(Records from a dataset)

Segment Open

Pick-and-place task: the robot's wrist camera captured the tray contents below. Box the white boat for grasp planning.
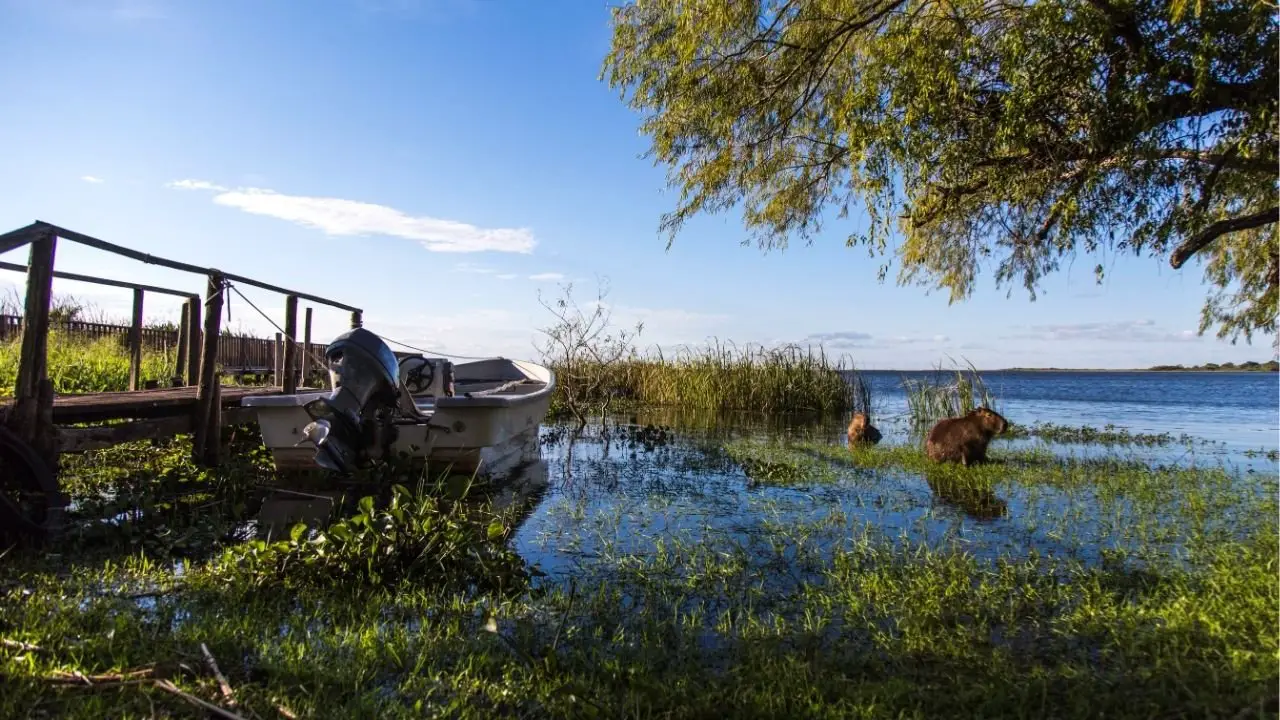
[242,328,555,478]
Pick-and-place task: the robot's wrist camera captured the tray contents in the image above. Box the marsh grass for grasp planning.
[1,419,1276,718]
[601,341,859,415]
[0,332,177,396]
[902,358,996,428]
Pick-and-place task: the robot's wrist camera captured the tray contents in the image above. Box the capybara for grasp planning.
[847,412,882,445]
[925,406,1009,466]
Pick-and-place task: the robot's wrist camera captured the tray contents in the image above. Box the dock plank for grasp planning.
[2,385,306,424]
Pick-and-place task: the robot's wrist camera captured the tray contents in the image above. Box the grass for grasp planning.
[552,340,861,417]
[1,312,1276,717]
[0,332,178,396]
[901,358,996,429]
[1,445,1275,718]
[3,417,1276,719]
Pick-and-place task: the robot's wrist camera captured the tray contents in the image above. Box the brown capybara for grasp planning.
[847,412,882,445]
[925,407,1009,466]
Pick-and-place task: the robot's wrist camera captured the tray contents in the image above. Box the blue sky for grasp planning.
[0,0,1268,370]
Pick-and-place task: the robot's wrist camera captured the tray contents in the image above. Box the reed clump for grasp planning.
[598,341,859,415]
[903,358,997,428]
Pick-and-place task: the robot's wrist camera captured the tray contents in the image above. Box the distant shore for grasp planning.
[852,362,1280,373]
[994,361,1279,373]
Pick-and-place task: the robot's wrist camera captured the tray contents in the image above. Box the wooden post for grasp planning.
[203,375,223,466]
[127,288,144,391]
[192,273,224,465]
[301,306,313,388]
[186,297,201,386]
[273,332,283,387]
[350,310,362,329]
[8,231,58,470]
[175,307,189,387]
[283,295,299,394]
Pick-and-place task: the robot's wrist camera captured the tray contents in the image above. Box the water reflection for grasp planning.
[922,469,1009,522]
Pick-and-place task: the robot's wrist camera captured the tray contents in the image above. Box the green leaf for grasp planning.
[486,520,505,542]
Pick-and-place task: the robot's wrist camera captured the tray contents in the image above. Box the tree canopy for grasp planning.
[603,0,1278,345]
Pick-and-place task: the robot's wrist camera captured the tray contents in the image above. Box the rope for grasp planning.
[227,281,500,363]
[375,334,499,362]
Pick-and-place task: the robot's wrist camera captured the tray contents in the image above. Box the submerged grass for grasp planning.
[1006,421,1194,446]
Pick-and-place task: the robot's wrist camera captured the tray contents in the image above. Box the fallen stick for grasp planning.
[154,679,249,720]
[200,642,237,706]
[1,638,45,653]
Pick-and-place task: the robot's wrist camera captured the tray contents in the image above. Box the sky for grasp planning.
[0,0,1271,370]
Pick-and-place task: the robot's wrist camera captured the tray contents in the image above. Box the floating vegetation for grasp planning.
[1006,421,1193,447]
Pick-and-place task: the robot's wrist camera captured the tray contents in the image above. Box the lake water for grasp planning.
[859,369,1280,455]
[512,370,1279,580]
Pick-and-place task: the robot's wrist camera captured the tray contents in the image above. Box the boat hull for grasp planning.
[244,358,555,479]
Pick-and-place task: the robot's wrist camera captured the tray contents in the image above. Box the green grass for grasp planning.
[1,415,1276,718]
[552,340,860,417]
[0,332,178,396]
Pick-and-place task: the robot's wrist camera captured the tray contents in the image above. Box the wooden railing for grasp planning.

Segment Closed

YOUR TASK: Output the data exactly. Pictures don't belong in the result.

RESPONSE BELOW:
Pick-and-place task: the robot's wrist camera captured the tray contents below. Box the white boat for grasp planning.
[242,328,555,478]
Pick-and-place task: the robot's wrist camera captured the tray contents in the image above. Box the marsh grass for grasp planning.
[1,419,1276,718]
[601,341,859,415]
[0,332,177,396]
[902,358,996,428]
Pick-and-place task: the robot's wrist camera captured the tray contents in the image above. Box the capybara for grasp planning.
[847,412,882,445]
[925,406,1009,466]
Pick-and-place task: the robot's wrist camera captured the tray contents in the image above. Box the dock plank for grasp planning.
[2,385,306,424]
Pick-and-place task: the robot's wrist camera captured the tray contents in the image above. Box the grass for grasp planning.
[552,340,861,417]
[1,312,1276,717]
[0,332,178,396]
[901,358,996,429]
[1,445,1275,718]
[3,417,1276,719]
Pick-and-place task: the robot's wrist camera captured the tray contents in the image above. Box the brown capybara for grasp planning.
[847,412,882,445]
[925,407,1009,466]
Pick-and-place task: the robot's wrist camera captured the tray contents in the image above. Box the blue sky for grasp planning.
[0,0,1268,370]
Pick-and-place task: the robot's wrist camera captured the tray contents in the image above. Box the reed clump for grasp planning.
[598,341,859,415]
[903,358,997,428]
Pick-and-place task: the robot's wrist camera captured the tray contents in the image above. Box the distant shore for grasp planning.
[852,362,1280,373]
[994,361,1279,373]
Pick-and-place task: the robot's wrist camera captured the tray contents in the image above. Box the wooden post for grasp planning.
[203,375,223,466]
[127,288,144,391]
[192,273,224,465]
[301,306,313,388]
[186,297,201,386]
[273,332,283,387]
[350,310,362,329]
[8,231,58,470]
[175,307,189,387]
[283,295,299,394]
Pick-and-place task: the robot's wrist camera captured the tray contents in the image above. Box the water reflection for grasp planning.
[922,469,1009,522]
Pick-and-place task: the robot's wrist camera captured the tray contents in the image above. Box the green leaf for grasp planning.
[486,520,505,542]
Pick-and-place task: the robot's wrist camera captured the tray contents in the image above. Box the tree canopy for grasp planning.
[603,0,1278,345]
Pick-and-place task: the robot's wrist camera captured the tray contents in the image above. Box the rope for grasp planning.
[227,281,500,363]
[375,334,499,362]
Pick-and-place task: the robot's wrist camera captured the tray contents in the image above. Box the submerged grass for grasp planning.
[1006,421,1194,446]
Pick-and-place task: the robot's wrist camera captured the tray contents in the image above. Box the fallen stick for grasp planning.
[154,679,249,720]
[200,642,237,706]
[1,638,45,653]
Pick-and-place task: the robot's wrist camera captured the tray contents in the image above. Box the sky for grasp planning.
[0,0,1271,370]
Pick-and-place task: the robot's wrist camera captured the tray contents in the image above. Box the floating vegetation for grasp planning.
[1006,421,1193,447]
Pick-and-place task: the robot's wrist camera captured the tray contents in the image above. Box the lake water for grasp planning.
[859,369,1280,455]
[512,370,1279,580]
Pick-and-place task: the robot's wrist camera captured the tray contents in the image above. Box the boat hull for grasp planning.
[244,358,555,479]
Pick-and-place task: the robot's wrist camera captured the tray contents in the image above. Box the green grass for grasp planning.
[1,415,1276,718]
[552,340,860,417]
[0,332,178,396]
Pick-and-place task: the robot's wrist camera captured the tray contents in the image above. Box the wooden railing for grasp planning.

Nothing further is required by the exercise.